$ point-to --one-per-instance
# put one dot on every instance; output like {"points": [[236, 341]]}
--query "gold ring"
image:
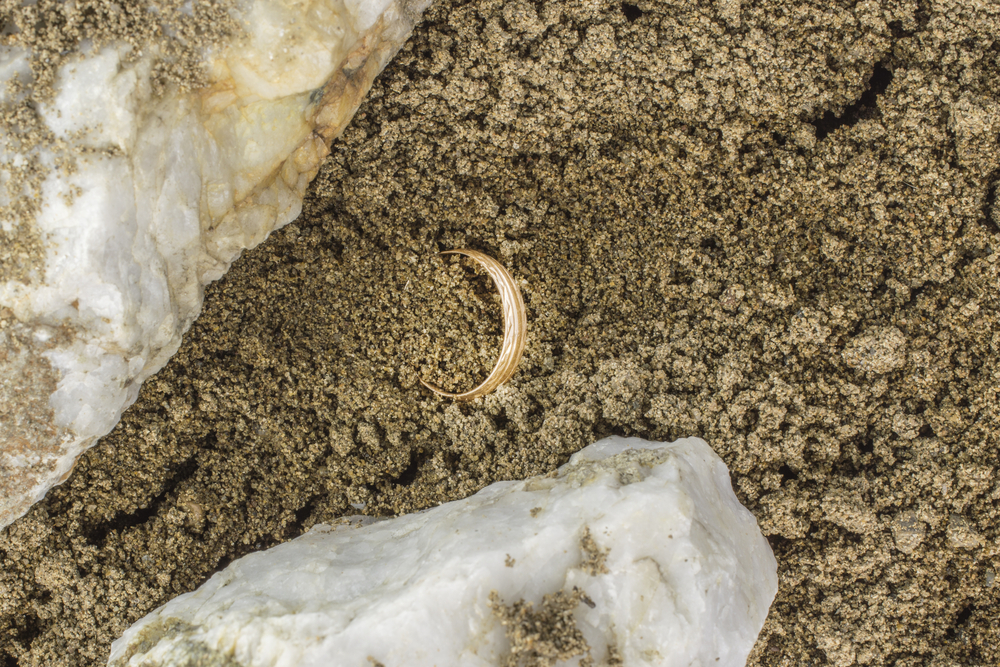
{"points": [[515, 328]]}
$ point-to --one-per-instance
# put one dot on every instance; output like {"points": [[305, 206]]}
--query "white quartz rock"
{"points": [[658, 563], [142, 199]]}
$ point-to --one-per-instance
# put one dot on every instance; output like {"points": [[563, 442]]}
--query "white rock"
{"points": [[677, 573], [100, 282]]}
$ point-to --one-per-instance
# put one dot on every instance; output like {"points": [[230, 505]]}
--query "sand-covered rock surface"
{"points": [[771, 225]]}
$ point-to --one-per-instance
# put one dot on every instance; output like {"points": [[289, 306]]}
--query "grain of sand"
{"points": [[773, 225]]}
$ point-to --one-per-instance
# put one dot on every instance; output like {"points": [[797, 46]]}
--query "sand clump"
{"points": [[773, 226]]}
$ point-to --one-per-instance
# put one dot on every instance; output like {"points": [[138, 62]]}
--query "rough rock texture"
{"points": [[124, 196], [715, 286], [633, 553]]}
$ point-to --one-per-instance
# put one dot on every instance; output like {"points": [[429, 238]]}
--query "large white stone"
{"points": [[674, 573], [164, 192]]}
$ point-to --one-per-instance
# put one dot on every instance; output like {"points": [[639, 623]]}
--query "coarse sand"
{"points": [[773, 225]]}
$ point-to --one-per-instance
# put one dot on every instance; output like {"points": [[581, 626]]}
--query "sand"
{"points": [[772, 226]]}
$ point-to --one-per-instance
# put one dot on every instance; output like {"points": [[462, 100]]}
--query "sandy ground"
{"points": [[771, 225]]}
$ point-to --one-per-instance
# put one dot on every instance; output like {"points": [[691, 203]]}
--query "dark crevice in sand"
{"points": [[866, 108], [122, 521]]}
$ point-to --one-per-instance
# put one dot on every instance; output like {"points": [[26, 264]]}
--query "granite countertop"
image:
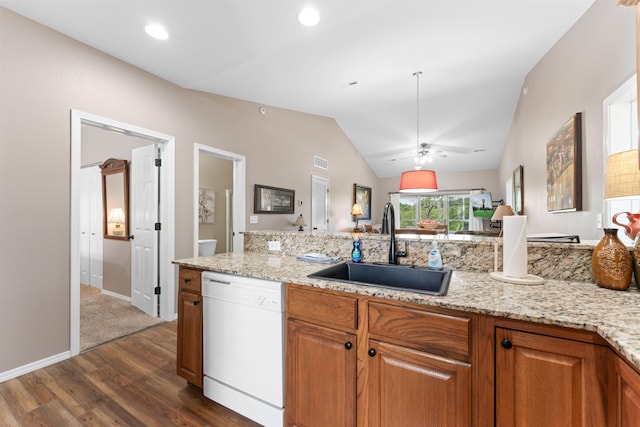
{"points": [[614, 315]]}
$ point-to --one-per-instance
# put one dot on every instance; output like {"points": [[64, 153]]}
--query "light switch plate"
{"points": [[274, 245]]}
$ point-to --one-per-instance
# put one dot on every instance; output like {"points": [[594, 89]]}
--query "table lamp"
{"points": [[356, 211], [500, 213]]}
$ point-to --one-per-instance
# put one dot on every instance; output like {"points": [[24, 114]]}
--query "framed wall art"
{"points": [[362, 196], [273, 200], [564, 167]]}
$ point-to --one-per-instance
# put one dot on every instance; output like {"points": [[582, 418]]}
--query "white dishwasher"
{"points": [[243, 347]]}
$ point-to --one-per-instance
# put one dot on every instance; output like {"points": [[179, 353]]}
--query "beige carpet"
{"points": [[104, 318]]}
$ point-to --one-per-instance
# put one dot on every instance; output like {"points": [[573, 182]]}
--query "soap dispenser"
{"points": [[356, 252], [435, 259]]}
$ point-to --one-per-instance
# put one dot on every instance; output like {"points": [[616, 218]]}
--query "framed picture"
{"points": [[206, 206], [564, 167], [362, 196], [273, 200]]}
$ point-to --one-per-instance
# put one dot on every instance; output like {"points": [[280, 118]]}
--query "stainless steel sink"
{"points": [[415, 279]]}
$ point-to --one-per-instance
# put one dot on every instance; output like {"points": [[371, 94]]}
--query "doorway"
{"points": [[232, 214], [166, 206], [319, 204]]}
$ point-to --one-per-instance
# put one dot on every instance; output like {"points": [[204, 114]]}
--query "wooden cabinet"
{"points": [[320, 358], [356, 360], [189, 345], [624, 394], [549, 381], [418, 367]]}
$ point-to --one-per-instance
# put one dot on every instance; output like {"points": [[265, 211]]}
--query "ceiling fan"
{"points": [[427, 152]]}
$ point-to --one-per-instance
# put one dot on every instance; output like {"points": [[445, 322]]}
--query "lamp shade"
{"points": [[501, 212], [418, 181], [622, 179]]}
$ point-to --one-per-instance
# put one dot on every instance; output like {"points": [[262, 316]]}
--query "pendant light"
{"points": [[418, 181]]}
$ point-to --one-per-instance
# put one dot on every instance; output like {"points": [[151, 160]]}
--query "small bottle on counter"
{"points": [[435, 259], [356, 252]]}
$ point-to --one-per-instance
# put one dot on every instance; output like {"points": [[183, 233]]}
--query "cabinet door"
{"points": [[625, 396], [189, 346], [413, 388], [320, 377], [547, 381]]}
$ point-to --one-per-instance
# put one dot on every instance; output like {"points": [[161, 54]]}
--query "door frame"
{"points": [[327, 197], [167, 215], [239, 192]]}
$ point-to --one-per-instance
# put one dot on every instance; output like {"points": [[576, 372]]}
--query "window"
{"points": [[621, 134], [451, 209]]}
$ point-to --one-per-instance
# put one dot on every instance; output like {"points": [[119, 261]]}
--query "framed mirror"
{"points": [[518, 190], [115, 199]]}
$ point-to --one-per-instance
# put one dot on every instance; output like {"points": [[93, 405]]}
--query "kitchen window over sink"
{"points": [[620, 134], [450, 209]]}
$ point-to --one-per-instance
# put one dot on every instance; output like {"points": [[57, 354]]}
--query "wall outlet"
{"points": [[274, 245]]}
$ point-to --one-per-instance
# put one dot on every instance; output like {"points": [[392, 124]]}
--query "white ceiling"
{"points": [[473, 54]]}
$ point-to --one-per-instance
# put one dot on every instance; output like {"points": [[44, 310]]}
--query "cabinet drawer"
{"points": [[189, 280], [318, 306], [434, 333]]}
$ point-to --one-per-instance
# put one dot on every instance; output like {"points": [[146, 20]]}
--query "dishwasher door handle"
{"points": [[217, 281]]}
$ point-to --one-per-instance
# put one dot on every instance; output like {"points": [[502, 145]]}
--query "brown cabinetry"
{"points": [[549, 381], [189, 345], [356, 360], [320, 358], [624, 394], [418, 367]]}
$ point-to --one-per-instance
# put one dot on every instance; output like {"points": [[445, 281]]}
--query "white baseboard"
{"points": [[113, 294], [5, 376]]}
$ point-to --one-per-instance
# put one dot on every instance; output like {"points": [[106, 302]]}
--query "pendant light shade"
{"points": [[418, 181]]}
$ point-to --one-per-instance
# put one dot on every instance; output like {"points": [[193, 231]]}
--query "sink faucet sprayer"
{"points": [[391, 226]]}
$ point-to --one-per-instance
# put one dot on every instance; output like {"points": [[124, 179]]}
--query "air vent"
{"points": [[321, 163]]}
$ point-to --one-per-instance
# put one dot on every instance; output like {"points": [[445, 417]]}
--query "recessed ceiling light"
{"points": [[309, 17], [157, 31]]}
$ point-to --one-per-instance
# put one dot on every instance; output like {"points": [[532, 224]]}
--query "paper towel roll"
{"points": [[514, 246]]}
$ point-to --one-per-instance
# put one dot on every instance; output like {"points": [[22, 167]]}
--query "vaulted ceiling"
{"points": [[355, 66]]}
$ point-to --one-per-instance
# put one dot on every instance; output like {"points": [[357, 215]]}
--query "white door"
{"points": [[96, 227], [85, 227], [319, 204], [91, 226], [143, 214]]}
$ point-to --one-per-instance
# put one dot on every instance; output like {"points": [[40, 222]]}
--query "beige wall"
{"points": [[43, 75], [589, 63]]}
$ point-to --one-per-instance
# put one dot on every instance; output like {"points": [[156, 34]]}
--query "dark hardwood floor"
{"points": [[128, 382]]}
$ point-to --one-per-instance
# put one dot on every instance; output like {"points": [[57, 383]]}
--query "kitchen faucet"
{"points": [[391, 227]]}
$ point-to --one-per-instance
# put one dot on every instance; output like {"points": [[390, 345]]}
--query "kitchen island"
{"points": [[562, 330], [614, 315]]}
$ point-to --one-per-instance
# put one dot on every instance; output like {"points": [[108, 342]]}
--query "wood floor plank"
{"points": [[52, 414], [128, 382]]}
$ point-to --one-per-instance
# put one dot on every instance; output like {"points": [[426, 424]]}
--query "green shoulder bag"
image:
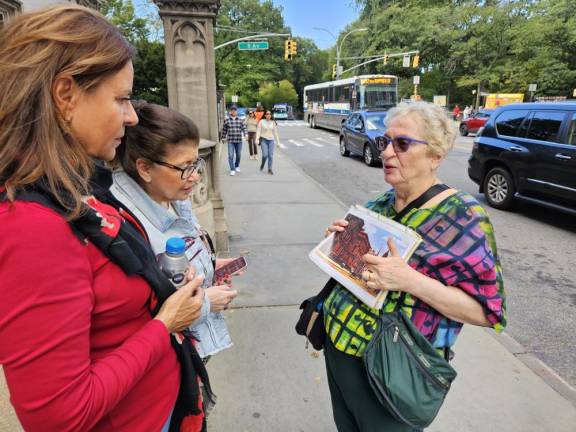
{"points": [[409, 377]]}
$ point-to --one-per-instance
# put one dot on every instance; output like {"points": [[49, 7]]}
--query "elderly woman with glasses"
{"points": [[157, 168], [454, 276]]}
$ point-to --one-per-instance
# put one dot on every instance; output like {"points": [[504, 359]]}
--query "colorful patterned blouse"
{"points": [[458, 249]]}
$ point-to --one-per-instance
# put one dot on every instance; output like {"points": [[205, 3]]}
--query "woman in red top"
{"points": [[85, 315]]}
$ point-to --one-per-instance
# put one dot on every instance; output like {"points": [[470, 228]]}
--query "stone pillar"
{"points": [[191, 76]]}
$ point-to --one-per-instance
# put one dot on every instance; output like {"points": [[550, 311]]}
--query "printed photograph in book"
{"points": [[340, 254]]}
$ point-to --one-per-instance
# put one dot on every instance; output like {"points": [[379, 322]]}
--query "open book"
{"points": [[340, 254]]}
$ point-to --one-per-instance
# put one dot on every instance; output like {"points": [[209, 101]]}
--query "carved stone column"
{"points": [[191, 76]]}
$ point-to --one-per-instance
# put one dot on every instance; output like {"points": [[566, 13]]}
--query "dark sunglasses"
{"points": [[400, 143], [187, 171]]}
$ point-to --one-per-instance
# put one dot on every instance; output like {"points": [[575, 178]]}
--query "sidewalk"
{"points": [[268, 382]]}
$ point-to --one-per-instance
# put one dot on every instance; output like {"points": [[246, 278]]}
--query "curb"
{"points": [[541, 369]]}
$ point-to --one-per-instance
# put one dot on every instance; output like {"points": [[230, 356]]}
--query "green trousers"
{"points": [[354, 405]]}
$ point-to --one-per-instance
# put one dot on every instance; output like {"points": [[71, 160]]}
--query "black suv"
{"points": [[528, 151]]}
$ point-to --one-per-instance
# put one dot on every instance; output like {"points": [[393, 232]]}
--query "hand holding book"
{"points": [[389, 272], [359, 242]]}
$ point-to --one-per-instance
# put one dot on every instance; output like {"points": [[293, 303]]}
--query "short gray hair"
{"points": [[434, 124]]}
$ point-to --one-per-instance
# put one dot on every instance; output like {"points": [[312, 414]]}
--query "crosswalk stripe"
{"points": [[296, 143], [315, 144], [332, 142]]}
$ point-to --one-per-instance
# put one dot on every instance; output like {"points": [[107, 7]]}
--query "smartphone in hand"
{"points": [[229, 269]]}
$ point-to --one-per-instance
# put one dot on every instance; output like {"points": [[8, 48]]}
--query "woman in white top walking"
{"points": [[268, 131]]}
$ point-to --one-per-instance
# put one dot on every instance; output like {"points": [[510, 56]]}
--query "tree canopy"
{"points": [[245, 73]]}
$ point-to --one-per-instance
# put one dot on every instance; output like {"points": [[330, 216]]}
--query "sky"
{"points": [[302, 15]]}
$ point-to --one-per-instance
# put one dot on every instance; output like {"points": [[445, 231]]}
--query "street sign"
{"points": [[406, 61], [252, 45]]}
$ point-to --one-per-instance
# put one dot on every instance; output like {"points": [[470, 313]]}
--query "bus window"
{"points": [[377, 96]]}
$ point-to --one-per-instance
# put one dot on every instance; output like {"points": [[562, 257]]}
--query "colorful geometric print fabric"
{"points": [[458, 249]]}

━━━━

Tally the lines of the listing above that contain the string "wall", treating uppercase and lowercase as different. Give only the number.

▶ _Correct result_: 3